Set down the passage of the ski wax thread below word for word, starting at "## 56fish (Feb" and ending at "iron and cork.".

[Supplied passage Boundary: Start]

# Your fave all around ski wax?



## legalskier (Feb 9, 2015)

I'd like to know what you prefer, and why. Thanks.


----------



## wa-loaf (Feb 9, 2015)

This:

http://www.stuntwax.com


----------



## Hawkshot99 (Feb 9, 2015)

Free. Currently I use a block of Wend Universal. It was given to me, and works fine. 
For a everyday ski in winter I just make sure they are recently waxed. Come spring I do switch it up to a warmer wax though.
My race skis are waxed for the temp, with swix.


----------



## dlague (Feb 9, 2015)

Very happy with the Swix Hydrocarbon series.  I pay close attention to temps and wax accordingly.  They work great and are the right price IMO.


----------



## 56fish (Feb 10, 2015)

dlague said:


> Very happy with the Swix Hydrocarbon series.  I pay close attention to temps and wax accordingly.  They work great and are the right price IMO.


   +1.....the HF line rips too.  I usually rub on, hit w/ iron and cork.


----------



## drjeff (Feb 10, 2015)

wa-loaf said:


> This:
> 
> http://www.stuntwax.com



Yup!

[Supplied passage Boundary: End]
[Supplied records Boundary: Start]

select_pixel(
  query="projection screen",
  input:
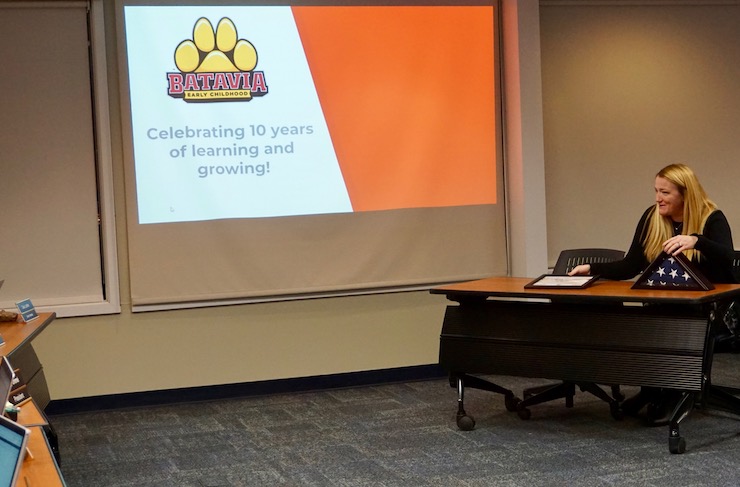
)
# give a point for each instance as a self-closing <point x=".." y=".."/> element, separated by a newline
<point x="295" y="150"/>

[Supplied records Boundary: End]

Task response ->
## 56fish (Feb 10, 2015)

dlague said:


> Very happy with the Swix Hydrocarbon series.  I pay close attention to temps and wax accordingly.  They work great and are the right price IMO.


   +1.....the HF line rips too.  I usually rub on, hit w/ iron and cork.